(A block of data)
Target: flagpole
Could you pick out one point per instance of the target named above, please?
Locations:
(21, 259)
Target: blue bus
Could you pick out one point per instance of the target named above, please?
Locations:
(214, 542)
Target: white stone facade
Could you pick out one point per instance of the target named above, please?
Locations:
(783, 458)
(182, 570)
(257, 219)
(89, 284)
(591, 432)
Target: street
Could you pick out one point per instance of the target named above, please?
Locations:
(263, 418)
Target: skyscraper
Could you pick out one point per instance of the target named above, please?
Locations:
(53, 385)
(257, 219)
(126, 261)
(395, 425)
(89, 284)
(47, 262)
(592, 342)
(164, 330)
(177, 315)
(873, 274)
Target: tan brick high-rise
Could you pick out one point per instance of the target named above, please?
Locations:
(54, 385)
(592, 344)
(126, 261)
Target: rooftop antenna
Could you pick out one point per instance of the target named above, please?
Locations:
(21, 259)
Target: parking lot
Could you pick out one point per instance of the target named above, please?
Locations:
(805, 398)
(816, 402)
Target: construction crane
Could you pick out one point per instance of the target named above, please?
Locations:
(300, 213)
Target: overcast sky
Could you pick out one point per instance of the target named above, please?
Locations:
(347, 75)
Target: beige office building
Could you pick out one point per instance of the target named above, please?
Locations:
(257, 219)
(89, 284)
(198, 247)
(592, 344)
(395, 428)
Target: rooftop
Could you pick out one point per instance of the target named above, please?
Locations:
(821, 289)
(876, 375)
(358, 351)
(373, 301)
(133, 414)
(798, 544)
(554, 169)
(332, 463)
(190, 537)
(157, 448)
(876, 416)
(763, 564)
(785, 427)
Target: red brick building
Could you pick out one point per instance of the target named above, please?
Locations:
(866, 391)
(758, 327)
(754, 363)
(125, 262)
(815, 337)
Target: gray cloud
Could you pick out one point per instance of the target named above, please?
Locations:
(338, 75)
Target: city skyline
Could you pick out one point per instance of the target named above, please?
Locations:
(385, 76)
--
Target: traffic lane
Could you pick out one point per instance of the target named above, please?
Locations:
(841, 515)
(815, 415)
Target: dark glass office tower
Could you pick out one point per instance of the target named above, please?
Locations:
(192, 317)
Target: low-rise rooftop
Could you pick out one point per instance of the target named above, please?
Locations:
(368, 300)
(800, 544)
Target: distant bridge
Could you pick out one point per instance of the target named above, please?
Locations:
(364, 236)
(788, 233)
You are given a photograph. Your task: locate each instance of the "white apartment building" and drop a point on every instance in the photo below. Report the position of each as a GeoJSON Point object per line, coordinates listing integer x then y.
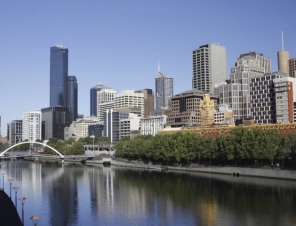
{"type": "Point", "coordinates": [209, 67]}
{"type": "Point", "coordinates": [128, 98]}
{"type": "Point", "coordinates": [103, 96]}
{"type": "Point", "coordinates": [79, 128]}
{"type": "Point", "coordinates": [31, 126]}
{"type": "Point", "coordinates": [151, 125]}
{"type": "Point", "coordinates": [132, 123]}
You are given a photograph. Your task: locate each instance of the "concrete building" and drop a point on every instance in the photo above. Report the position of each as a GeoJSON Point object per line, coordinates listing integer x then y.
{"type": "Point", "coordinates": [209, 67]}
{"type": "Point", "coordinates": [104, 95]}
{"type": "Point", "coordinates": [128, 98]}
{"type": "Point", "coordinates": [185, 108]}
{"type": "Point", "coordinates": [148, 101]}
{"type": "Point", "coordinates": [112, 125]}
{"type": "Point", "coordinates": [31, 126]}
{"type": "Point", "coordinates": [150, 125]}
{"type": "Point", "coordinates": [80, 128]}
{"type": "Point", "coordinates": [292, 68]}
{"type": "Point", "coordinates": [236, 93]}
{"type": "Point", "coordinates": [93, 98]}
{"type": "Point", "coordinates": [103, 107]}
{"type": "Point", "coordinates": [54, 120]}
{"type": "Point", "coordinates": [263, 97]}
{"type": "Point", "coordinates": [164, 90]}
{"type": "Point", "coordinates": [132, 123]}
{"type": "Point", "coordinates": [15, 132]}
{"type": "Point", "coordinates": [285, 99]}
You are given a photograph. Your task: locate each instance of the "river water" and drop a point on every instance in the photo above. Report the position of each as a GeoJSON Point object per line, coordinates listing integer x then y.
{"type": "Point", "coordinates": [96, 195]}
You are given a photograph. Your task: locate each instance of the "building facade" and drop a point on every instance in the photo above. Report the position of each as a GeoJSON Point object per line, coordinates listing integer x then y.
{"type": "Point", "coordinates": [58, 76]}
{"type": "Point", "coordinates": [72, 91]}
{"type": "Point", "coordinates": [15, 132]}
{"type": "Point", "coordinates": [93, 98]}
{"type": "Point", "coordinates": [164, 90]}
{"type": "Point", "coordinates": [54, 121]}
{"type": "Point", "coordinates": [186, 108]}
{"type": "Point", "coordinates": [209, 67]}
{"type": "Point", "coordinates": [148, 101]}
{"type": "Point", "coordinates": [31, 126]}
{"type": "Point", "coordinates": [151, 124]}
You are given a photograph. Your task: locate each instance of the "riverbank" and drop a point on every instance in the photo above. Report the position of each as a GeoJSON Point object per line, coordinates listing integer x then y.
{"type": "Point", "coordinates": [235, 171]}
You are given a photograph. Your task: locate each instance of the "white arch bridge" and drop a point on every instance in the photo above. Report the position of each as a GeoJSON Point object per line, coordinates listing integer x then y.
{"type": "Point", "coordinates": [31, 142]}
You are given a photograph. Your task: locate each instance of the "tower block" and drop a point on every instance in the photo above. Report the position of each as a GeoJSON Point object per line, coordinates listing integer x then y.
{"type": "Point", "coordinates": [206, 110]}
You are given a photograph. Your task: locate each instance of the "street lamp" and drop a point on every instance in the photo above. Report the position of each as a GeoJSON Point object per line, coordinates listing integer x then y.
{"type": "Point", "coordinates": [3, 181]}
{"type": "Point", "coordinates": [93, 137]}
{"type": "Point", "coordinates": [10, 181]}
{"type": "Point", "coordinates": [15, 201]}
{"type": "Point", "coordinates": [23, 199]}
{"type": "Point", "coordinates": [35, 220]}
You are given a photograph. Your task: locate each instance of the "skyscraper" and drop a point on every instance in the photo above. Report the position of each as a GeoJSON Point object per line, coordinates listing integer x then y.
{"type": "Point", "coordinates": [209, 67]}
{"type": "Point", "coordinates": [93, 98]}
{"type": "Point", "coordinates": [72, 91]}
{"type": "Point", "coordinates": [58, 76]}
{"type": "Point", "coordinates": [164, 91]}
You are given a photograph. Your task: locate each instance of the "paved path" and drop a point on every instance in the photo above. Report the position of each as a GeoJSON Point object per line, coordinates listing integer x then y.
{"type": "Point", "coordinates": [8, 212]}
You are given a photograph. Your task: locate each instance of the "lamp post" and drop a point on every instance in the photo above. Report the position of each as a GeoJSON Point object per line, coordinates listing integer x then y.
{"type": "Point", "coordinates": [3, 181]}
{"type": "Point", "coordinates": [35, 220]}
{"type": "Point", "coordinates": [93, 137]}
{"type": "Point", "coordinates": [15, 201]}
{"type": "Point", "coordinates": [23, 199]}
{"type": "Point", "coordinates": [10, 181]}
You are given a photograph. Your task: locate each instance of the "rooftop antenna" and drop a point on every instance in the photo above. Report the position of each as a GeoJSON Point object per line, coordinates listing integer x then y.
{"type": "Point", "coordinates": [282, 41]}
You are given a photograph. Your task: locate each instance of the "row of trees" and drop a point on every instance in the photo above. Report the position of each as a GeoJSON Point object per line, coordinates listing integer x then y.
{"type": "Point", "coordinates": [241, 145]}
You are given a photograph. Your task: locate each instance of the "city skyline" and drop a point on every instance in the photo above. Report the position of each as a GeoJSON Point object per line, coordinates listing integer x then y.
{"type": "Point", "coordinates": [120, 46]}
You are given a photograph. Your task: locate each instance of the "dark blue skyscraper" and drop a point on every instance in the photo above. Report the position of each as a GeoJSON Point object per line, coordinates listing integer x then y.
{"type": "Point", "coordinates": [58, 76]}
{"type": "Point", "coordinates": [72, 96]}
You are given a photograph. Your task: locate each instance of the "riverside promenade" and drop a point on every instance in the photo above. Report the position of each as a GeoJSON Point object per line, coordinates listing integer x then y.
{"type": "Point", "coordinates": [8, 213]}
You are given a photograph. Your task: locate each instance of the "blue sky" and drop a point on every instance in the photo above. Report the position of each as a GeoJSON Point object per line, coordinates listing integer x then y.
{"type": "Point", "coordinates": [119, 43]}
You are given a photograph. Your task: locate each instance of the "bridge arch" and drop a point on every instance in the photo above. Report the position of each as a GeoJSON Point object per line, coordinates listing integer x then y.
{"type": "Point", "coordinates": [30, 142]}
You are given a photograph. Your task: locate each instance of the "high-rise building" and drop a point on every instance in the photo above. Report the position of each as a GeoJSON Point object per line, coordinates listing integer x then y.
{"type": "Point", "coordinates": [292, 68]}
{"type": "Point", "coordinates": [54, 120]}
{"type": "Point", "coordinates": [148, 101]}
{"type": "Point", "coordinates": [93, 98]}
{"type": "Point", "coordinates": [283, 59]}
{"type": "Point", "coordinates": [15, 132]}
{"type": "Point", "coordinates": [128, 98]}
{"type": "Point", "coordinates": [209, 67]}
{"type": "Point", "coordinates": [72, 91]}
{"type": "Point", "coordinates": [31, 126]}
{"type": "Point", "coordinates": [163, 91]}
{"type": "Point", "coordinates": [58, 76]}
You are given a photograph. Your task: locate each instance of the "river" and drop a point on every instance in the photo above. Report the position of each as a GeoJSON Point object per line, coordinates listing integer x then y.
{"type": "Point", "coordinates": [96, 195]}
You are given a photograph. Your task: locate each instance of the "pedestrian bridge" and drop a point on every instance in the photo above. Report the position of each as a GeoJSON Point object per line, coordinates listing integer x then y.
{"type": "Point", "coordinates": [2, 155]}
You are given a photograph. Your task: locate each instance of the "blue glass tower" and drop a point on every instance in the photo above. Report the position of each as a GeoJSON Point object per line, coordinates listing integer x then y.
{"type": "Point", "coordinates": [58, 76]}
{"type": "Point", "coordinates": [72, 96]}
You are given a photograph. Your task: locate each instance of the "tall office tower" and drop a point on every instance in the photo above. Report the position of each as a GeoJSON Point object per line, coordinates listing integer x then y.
==
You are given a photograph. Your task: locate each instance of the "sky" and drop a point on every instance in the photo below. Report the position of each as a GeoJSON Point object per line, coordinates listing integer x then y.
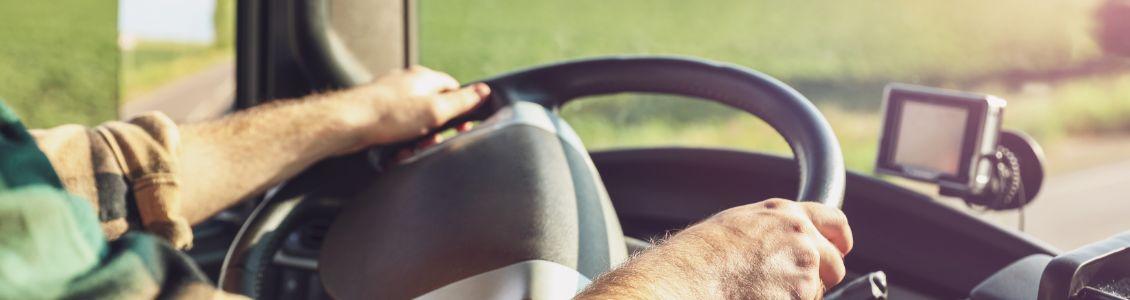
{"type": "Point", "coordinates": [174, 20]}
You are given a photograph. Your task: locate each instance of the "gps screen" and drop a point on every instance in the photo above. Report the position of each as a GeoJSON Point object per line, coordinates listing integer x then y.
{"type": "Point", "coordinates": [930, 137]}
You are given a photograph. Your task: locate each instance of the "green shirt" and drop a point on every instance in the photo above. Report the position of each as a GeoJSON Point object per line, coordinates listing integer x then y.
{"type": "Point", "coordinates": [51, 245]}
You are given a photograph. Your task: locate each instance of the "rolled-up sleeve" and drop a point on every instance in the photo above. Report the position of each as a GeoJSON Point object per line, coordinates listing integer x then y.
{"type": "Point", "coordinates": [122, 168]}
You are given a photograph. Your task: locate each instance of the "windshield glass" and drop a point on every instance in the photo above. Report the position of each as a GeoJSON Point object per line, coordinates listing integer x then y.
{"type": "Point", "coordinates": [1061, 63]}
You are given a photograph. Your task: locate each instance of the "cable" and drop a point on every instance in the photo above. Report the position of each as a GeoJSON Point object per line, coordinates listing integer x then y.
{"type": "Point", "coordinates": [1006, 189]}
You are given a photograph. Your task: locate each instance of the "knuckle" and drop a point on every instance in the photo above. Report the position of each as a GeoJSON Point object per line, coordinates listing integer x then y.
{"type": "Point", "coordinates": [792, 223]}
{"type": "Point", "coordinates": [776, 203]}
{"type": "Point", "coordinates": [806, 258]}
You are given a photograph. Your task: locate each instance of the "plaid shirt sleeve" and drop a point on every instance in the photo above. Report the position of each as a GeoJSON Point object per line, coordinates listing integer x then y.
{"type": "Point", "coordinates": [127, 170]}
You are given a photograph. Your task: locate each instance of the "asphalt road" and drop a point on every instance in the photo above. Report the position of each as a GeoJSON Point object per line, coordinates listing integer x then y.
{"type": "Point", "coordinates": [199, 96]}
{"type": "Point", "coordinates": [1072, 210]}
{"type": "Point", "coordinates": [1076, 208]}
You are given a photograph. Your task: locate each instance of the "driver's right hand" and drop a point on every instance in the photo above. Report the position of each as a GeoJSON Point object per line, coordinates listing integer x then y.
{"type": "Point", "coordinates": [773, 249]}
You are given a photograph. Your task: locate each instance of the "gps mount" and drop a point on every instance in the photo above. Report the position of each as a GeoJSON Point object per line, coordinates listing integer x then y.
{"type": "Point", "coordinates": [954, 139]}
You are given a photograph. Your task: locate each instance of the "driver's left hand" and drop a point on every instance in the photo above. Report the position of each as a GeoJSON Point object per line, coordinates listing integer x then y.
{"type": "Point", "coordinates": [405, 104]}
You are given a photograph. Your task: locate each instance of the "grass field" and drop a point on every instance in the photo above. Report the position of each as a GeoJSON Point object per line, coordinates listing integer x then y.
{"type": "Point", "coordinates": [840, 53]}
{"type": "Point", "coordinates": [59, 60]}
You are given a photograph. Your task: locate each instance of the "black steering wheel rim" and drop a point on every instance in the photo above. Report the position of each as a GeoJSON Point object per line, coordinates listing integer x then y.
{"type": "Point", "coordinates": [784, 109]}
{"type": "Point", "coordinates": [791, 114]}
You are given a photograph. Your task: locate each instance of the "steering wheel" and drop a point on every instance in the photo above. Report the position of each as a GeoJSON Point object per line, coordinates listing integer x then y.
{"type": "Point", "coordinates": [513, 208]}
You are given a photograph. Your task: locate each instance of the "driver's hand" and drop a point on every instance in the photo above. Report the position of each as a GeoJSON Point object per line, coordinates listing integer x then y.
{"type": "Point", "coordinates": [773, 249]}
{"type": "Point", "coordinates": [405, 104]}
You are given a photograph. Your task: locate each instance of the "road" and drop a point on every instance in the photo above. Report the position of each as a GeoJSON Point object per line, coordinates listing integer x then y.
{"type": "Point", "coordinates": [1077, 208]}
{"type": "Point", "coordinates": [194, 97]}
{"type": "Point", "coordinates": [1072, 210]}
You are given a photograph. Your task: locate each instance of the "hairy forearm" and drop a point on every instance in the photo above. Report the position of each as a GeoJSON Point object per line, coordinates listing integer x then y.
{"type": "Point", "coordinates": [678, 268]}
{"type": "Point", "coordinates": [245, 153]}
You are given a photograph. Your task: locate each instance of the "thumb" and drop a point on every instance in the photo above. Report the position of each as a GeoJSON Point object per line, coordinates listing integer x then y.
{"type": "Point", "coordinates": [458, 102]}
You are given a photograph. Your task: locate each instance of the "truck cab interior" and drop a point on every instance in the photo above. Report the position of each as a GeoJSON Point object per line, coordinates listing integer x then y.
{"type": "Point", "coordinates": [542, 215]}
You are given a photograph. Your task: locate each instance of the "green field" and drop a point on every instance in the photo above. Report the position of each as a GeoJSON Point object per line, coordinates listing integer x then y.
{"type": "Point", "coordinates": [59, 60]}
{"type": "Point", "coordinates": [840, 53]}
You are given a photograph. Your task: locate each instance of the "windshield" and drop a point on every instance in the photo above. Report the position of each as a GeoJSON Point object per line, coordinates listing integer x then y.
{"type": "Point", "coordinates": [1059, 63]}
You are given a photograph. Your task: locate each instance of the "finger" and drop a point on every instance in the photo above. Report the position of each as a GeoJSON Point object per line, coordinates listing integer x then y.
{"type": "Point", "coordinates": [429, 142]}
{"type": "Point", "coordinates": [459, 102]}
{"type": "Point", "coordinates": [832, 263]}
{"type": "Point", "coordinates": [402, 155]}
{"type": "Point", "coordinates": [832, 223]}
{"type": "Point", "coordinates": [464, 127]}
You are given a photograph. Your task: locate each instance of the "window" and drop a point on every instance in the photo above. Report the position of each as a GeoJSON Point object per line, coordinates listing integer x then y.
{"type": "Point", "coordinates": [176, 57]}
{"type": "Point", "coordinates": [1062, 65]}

_WHAT IS BEING ASKED:_ Show each line from the entries above that contains the string "below", copying the lines in full.

_TASK OUTPUT:_
You are given a photograph. Your task: locate each instance of the "white apartment building" and drop a point on every instance in the photo below. Report the position of each as a GeoJSON Point object per line, coordinates listing integer x then y.
You are given a photograph. Your task: locate each instance of the "sky" and drop a point on every instance in the photo below. Report the position of each as a GeoJSON Point object per line, coordinates listing integer x then y.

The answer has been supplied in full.